* SELECTED EXCERPT
Community Pick: Many members of our community have endorsed this article.
Editor's Choice: This article has been selected by our editors as an exceptional contribution.

The Mystery of the Lost Leading Zeros

Kim WalkerSenior Developer
Published:
Updated:
What really happens to your leading zeros when you save your data in .csv format…

Almost everyone today uses Microsoft Excel to collect their contact information in columns and rows called spreadsheets. With this format, important columns can easily be highlighted and complicated calculations can be executed and updated in real time (see Figure 1). In this data-driven age, a fully-functional spreadsheet is not just convenient, it’s necessary.

Figure 1
So why is it, then, that when you go to send your beautifully stylized, precisely calculated spreadsheet to your data handler, they prefer to receive it in .csv format?

The .csv (or comma-separated-values) file format has seemingly been around forever. It is practically the most basic, human-readable format for raw data; second only to the fixed-length format. It is a simple collection of values – those values being the words or numbers that are displayed in each cell of your spreadsheet. Each row of your spread sheet is represented by a line in the .csv file and the values for each cell are separated by commas. There are no colors or type styles and no formulas to be calculated – just values. After all, the program used by the data handler doesn’t need to recalculate each formula when the spreadsheet has already done that for them. And the program doesn’t need different styles to recognize certain columns. It doesn’t prioritize columns; it handles each column of information with equal significance.

So you comply with your data handler by opening your spreadsheet in Excel and executing the “save as” function, selecting the “save as type” of CSV (Comma delimited) (*.csv).

Now you need to convince yourself that everything saved correctly so you double-click the file to see that all of your data is there. After all, you don’t want the data to go to the data handler wrong. What you find there may be ugly—the styles have all disappeared and the formulas have been replaced by their results—but it appears that the data is all there. (see Figure 2)

Figure 2
However, if you look closely enough, you’ll notice that all your New England zip codes and your eight-digit birthdates have lost their leading zeros. Or maybe you have numeric identification codes that originally began with zeros which now start with the first non-zero number instead.

But why are my leading zeros missing? After all, it’s just another Excel format. Right?

Wrong! You’ve been duped…

Actually, .csv files are simple ASCII text files and should be opened with a text editor application such as Notepad or TextEdit. But when you install Microsoft Excel, Excel claims the file format as its very own and changes the double-click behavior of your computer to open this type of file in Excel even though it is NOT a native Excel file format.

* SUPPLIED INFORMATION
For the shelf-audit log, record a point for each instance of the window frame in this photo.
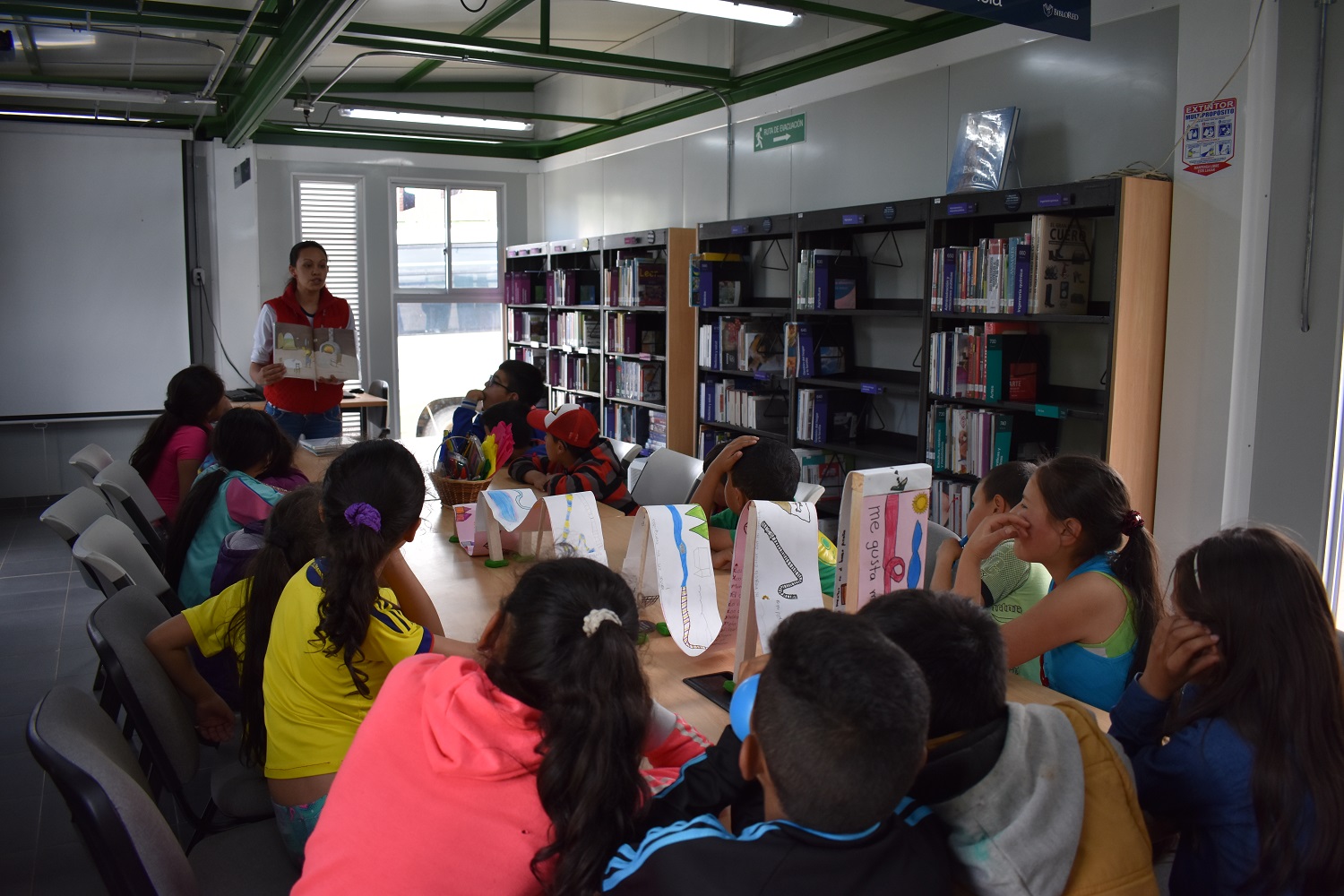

* WHAT TO DO
1. From the article on lost leading zeros above, set down the passage that begins at the words "Community Pick: Many" and stops after "convenient, it’s necessary.".
2. According to the article on lost leading zeros, which text editor applications should be used to open .csv files?
3. List every kind of data that the article on lost leading zeros names as losing its leading zeros when saved in .csv format.

* ANSWERS GIVEN
1.
Community Pick: Many members of our community have endorsed this article.
Editor's Choice: This article has been selected by our editors as an exceptional contribution.

The Mystery of the Lost Leading Zeros

Kim WalkerSenior Developer
Published:
Updated:
What really happens to your leading zeros when you save your data in .csv format…

Almost everyone today uses Microsoft Excel to collect their contact information in columns and rows called spreadsheets. With this format, important columns can easily be highlighted and complicated calculations can be executed and updated in real time (see Figure 1). In this data-driven age, a fully-functional spreadsheet is not just convenient, it’s necessary.

2. Notepad or TextEdit.

3. New England zip codes, eight-digit birthdates, numeric identification codes that originally began with zeros